┏━━

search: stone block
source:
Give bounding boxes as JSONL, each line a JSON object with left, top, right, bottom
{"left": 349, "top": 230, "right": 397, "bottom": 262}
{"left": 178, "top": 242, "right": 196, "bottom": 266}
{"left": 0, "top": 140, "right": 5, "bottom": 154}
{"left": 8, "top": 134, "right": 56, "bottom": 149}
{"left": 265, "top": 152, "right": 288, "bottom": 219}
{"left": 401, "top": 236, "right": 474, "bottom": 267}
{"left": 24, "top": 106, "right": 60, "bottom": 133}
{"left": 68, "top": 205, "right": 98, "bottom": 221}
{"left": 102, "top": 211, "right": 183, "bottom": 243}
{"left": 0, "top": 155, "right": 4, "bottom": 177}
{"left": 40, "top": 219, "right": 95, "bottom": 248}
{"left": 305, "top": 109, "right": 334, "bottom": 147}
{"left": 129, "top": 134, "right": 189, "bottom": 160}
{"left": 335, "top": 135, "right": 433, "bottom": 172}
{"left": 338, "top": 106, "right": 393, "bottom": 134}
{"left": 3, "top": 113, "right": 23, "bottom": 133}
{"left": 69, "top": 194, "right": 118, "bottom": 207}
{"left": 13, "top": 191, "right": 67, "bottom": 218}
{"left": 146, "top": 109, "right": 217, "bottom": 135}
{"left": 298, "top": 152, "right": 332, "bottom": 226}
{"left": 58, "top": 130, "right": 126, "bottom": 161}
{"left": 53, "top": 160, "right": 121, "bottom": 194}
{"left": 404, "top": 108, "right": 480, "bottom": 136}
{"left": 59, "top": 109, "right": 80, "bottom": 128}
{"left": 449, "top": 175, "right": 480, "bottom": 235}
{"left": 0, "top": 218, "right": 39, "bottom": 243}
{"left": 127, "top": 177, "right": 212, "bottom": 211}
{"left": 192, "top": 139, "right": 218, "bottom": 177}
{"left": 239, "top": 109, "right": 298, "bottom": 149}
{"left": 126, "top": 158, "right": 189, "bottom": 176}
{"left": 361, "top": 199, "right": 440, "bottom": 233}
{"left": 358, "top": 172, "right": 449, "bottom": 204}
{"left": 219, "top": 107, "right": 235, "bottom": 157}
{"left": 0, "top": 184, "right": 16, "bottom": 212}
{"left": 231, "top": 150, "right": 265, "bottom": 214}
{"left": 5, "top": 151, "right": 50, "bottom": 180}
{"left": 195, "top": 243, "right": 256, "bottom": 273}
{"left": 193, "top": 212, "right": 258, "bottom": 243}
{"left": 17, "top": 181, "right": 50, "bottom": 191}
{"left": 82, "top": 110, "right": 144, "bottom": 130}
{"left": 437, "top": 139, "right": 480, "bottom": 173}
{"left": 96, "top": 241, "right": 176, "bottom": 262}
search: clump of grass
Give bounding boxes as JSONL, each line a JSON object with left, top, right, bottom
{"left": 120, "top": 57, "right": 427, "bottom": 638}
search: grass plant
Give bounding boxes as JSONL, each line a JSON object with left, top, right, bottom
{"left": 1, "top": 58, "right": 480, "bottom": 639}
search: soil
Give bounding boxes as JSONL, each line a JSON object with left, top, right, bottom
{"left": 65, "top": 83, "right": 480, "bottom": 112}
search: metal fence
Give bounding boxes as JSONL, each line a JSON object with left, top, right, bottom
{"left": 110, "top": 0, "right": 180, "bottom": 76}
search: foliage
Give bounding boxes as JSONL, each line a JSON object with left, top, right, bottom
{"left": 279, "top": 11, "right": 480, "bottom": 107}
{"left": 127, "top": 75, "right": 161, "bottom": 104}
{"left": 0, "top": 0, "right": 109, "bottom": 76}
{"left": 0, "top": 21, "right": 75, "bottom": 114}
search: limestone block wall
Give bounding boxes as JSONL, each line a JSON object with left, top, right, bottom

┗━━

# Task statement
Could you retype every line of the data exactly?

# Response to this task
search: stone block
source:
Give bounding boxes as JSONL, each line a JSON object with left, top, right, bottom
{"left": 349, "top": 230, "right": 397, "bottom": 262}
{"left": 178, "top": 242, "right": 196, "bottom": 266}
{"left": 0, "top": 140, "right": 5, "bottom": 154}
{"left": 8, "top": 134, "right": 56, "bottom": 149}
{"left": 265, "top": 152, "right": 288, "bottom": 219}
{"left": 401, "top": 236, "right": 474, "bottom": 267}
{"left": 24, "top": 106, "right": 60, "bottom": 133}
{"left": 68, "top": 205, "right": 98, "bottom": 221}
{"left": 102, "top": 211, "right": 183, "bottom": 243}
{"left": 0, "top": 155, "right": 4, "bottom": 177}
{"left": 40, "top": 219, "right": 95, "bottom": 248}
{"left": 305, "top": 109, "right": 334, "bottom": 147}
{"left": 129, "top": 134, "right": 189, "bottom": 160}
{"left": 335, "top": 135, "right": 433, "bottom": 172}
{"left": 338, "top": 106, "right": 393, "bottom": 134}
{"left": 3, "top": 113, "right": 23, "bottom": 133}
{"left": 69, "top": 194, "right": 118, "bottom": 207}
{"left": 13, "top": 191, "right": 67, "bottom": 218}
{"left": 146, "top": 109, "right": 217, "bottom": 135}
{"left": 298, "top": 152, "right": 332, "bottom": 226}
{"left": 58, "top": 130, "right": 126, "bottom": 161}
{"left": 53, "top": 160, "right": 121, "bottom": 194}
{"left": 404, "top": 108, "right": 480, "bottom": 136}
{"left": 59, "top": 109, "right": 80, "bottom": 128}
{"left": 449, "top": 175, "right": 480, "bottom": 235}
{"left": 0, "top": 218, "right": 39, "bottom": 243}
{"left": 127, "top": 177, "right": 212, "bottom": 211}
{"left": 192, "top": 139, "right": 218, "bottom": 177}
{"left": 239, "top": 109, "right": 298, "bottom": 149}
{"left": 126, "top": 158, "right": 189, "bottom": 176}
{"left": 361, "top": 199, "right": 440, "bottom": 233}
{"left": 358, "top": 172, "right": 449, "bottom": 204}
{"left": 219, "top": 107, "right": 235, "bottom": 157}
{"left": 0, "top": 184, "right": 16, "bottom": 212}
{"left": 231, "top": 150, "right": 265, "bottom": 214}
{"left": 5, "top": 151, "right": 50, "bottom": 180}
{"left": 195, "top": 243, "right": 256, "bottom": 273}
{"left": 193, "top": 212, "right": 258, "bottom": 243}
{"left": 17, "top": 181, "right": 50, "bottom": 191}
{"left": 82, "top": 110, "right": 144, "bottom": 130}
{"left": 437, "top": 139, "right": 480, "bottom": 173}
{"left": 96, "top": 241, "right": 176, "bottom": 262}
search: clump of grass
Give bounding boxes as JSONL, each line a JSON object with left, top, right, bottom
{"left": 120, "top": 57, "right": 427, "bottom": 638}
search: grass plant
Give bounding boxes as JSONL, each line a JSON object with left, top, right, bottom
{"left": 1, "top": 58, "right": 480, "bottom": 639}
search: soil
Give bounding boxes as JSONL, each line a JSON object with left, top, right, bottom
{"left": 65, "top": 83, "right": 480, "bottom": 112}
search: metal fence
Give bounding boxes as JSONL, each line a JSON object with left, top, right, bottom
{"left": 110, "top": 0, "right": 180, "bottom": 76}
search: foliage
Give bounding boxes as JSONL, each line a JSON object with left, top, right, bottom
{"left": 279, "top": 11, "right": 480, "bottom": 107}
{"left": 127, "top": 75, "right": 161, "bottom": 104}
{"left": 0, "top": 0, "right": 109, "bottom": 76}
{"left": 0, "top": 21, "right": 75, "bottom": 114}
search: limestone block wall
Give bounding boxes as JSONL, each line a JSON object with left, top, right, bottom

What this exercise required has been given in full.